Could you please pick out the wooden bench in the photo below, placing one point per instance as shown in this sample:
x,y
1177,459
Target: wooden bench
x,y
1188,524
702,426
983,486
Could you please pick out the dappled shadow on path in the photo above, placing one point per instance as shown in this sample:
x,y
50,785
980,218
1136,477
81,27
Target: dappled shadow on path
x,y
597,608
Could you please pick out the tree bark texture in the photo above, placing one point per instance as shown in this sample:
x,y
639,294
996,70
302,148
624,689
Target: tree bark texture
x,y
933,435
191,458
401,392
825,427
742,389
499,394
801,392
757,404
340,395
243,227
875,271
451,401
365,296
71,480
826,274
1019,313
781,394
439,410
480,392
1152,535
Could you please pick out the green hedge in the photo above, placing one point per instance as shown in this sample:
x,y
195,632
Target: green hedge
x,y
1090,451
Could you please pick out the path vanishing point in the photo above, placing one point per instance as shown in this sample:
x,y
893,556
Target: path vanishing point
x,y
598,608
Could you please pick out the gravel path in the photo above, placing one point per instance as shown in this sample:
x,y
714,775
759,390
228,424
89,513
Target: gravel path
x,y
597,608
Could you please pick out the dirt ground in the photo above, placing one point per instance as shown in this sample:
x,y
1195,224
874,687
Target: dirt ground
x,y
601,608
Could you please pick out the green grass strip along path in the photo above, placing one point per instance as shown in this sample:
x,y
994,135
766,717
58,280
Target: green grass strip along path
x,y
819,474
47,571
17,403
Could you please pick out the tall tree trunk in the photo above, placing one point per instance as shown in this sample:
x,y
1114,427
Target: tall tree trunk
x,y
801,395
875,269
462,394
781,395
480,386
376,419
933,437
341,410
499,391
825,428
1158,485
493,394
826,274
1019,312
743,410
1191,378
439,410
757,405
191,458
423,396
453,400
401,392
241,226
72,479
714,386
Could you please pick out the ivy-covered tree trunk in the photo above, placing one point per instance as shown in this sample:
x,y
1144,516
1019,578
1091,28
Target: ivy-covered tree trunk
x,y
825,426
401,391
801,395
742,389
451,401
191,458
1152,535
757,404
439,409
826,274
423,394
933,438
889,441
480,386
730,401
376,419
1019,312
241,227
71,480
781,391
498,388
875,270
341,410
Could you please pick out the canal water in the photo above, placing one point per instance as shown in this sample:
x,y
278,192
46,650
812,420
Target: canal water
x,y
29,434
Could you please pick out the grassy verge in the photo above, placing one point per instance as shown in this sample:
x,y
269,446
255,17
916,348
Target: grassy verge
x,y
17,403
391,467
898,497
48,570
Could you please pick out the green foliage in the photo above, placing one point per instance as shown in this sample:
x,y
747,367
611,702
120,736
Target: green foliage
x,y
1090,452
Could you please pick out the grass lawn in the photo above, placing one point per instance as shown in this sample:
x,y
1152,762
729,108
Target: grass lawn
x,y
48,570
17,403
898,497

+--

- _Exercise description_
Reproduce the lines word for word, starting at the one holding "Could you please pick out the dirt" and ending at the final line of the material above.

- _Finished answer_
Could you please pick out the dirt ground in the photo above, placing one point per instance as shown in this sample:
x,y
1195,224
874,687
Target: dirt ground
x,y
601,608
Could you please pick out the green grass strip along path in the photo above, placing one point per instance as shown in this sample:
x,y
994,135
766,717
58,280
Target: green grass strip along path
x,y
819,474
47,571
17,403
Could you please pick out the tall tree trunk in the photo above, placing one point per instance as shown in this sample:
x,y
1114,427
Target: tall tree trunk
x,y
801,395
875,269
462,394
781,395
480,386
376,419
933,437
341,410
499,391
825,428
1158,485
493,394
826,274
1019,312
743,410
1191,378
439,410
757,405
191,458
423,396
453,400
401,392
241,226
72,479
714,386
Could you please pick out the ivy-covered tree trunk in the photo above, placing one point per instance as shown in this sample:
x,y
1144,516
1019,578
1091,28
Target: ivy-covered tree trunk
x,y
825,426
401,391
801,395
742,389
451,401
191,458
1152,535
757,404
439,409
826,274
423,394
933,438
889,441
480,386
730,401
376,419
1019,312
241,227
71,480
781,391
498,388
875,270
341,410
Could you please pick out the canal water in the photo above, placing one point per instance as shown in this sample:
x,y
278,192
46,650
812,420
Target: canal water
x,y
29,434
Could you please pick out the grassy verge in the photo above, placing one point per instance as shown in this sample:
x,y
269,446
255,17
916,348
Target: grassy verge
x,y
17,403
391,467
898,497
48,570
Could you please pick out the green foliage in the photo above, placing one point per instance as shown in this sample:
x,y
747,367
611,702
120,736
Target: green foliage
x,y
1090,452
Could you please pick out the grass lawn in the photo above, placing one point per instance as shown in this sample:
x,y
1152,762
729,108
Target: grass lawn
x,y
48,570
17,403
898,497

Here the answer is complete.